(Exercise directions)
Would you return the lines from the one that contains "-- Return format: JSON" to the last line of the entries below, exactly and with nothing added?

Dataset entries
....
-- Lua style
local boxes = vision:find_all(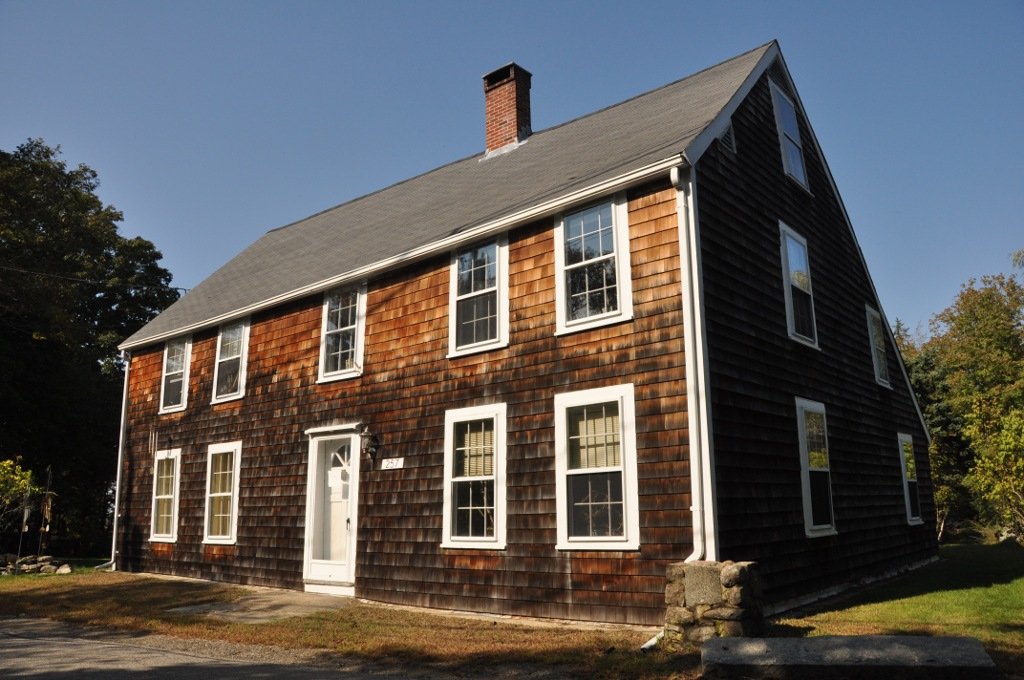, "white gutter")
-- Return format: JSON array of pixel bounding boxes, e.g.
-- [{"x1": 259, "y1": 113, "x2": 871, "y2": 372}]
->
....
(Output for this exercise)
-- Return format: JSON array of pixel bounding boxes, e.g.
-- [{"x1": 259, "y1": 113, "x2": 871, "y2": 372}]
->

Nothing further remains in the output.